───── AUSZUG ZUM LESEN

Entgegen der Ansicht des Klägers verlangt der Wortlaut des § 174 Abs. 4 AO 1977 nicht, daß die richtigen Folgerungen aus dem Sachverhalt in nur einem einzi gen Steuerbescheid gezogen werden dürften. Die Verwendung des Wortes "eines" in § 174 Abs. 4 AO 1977 hat keine numerische Bedeutung, sondern ist als unbestimmter Artikel zu verstehen. Dies ergibt sich aus dem Sinn und Zweck dieser Vorschrift, die unter Durchbrechung der Bestandskraft den Ansatz der zutreffenden Steuer zum Ziel hat. Es liegt auf der Hand, daß die irrige Beurteilung eines Sachverhaltes sich in mehreren Veranlagungszeiträumen auswirken kann und dementsprechend auch die Änderung mehrerer Steuerbescheide nach sich zieht.

Der Kläger irrt auch, wenn er meint, die Änderung der Steuerbescheide nach § 174 Abs. 4 AO 1977 sei wegen Zeitablaufs nicht mehr möglich gewesen. Nach § 174 Abs. 4 Satz 3 AO 1977 ist der Ablauf der Festsetzungsfrist nur dann unbeachtlich, wenn die steuerlichen Folgerungen innerhalb eines Jahres nach Aufhebung oder Änderung des fehlerhaften Steuerbescheides gezogen werden. Das FA hat hier den fehlerhaften Steuerbescheid für 1975 geändert und zugleich auch die Bescheide für 1973 und 1974. Damit ist aber die Annahme einer Fristüberschreitung i. S. von § 174 Abs. 4 Satz 3 AO 1977 ausgeschlossen.

──────────
───── LISTE DER DATENSÄTZE

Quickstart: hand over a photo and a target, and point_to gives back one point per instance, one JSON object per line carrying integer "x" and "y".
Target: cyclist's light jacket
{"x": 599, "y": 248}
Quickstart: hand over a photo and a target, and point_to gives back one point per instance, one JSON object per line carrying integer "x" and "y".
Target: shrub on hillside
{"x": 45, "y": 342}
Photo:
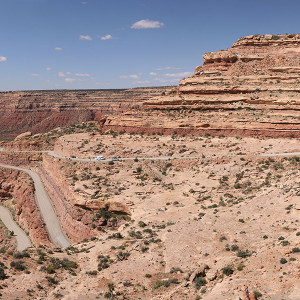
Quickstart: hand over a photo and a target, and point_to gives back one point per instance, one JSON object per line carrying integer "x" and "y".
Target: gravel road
{"x": 44, "y": 203}
{"x": 23, "y": 240}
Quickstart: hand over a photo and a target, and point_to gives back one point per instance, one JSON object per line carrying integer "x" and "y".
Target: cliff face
{"x": 252, "y": 88}
{"x": 17, "y": 186}
{"x": 41, "y": 111}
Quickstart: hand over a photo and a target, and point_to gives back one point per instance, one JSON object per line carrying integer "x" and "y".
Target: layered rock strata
{"x": 252, "y": 88}
{"x": 18, "y": 186}
{"x": 75, "y": 213}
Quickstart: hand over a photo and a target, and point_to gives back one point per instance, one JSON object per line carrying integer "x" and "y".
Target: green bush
{"x": 199, "y": 282}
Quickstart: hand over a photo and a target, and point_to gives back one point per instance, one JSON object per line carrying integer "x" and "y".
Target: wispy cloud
{"x": 82, "y": 75}
{"x": 62, "y": 74}
{"x": 166, "y": 80}
{"x": 70, "y": 80}
{"x": 147, "y": 24}
{"x": 134, "y": 76}
{"x": 141, "y": 82}
{"x": 167, "y": 68}
{"x": 182, "y": 74}
{"x": 85, "y": 37}
{"x": 106, "y": 37}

──────────

→ **AUFGABENLISTE**
a) Wie ist nach dem Auszug das Wort „eines“ in § 174 Abs. 4 AO 1977 zu verstehen?
b) Prüfen Sie bitte, ob die folgenden Aussagen mit dem Auszug übereinstimmen, und belegen Sie jede Antwort mit den entscheidenden Worten daraus: (i) Das FA änderte zusammen mit dem Bescheid für 1975 auch die Bescheide für 1973 und 1974. (ii) Nach § 174 Abs. 4 Satz 3 AO 1977 haben die steuerlichen Folgerungen innerhalb von zwei Jahren zu erfolgen. (iii) Der Auszug schließt sich der Ansicht des Klägers zum Wortlaut des § 174 Abs. 4 AO 1977 an.
Die Datensätze stammen aus einer anderen Quelle.

→ **LÖSUNGEN JE AUFGABE**
a) Als unbestimmter Artikel ohne numerische Bedeutung.

b)
(i) Ja: „Das FA hat hier den fehlerhaften Steuerbescheid für 1975 geändert und zugleich auch die Bescheide für 1973 und 1974.“
(ii) Nein: „innerhalb eines Jahres nach Aufhebung oder Änderung des fehlerhaften Steuerbescheides“
(iii) Nein: „Entgegen der Ansicht des Klägers verlangt der Wortlaut des § 174 Abs. 4 AO 1977 nicht“